## Given problem
Format each of the records below as a numbered list, leaving out any blank lines.

## Listed records
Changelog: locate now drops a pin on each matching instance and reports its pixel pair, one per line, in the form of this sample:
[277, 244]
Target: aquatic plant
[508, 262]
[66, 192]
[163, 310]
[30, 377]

## Full response
1. Changelog: locate now drops a pin on each matching instance and reports its pixel pair, one per line, in the form of this sample:
2. [277, 244]
3. Target: aquatic plant
4. [508, 262]
5. [66, 192]
6. [163, 310]
7. [30, 377]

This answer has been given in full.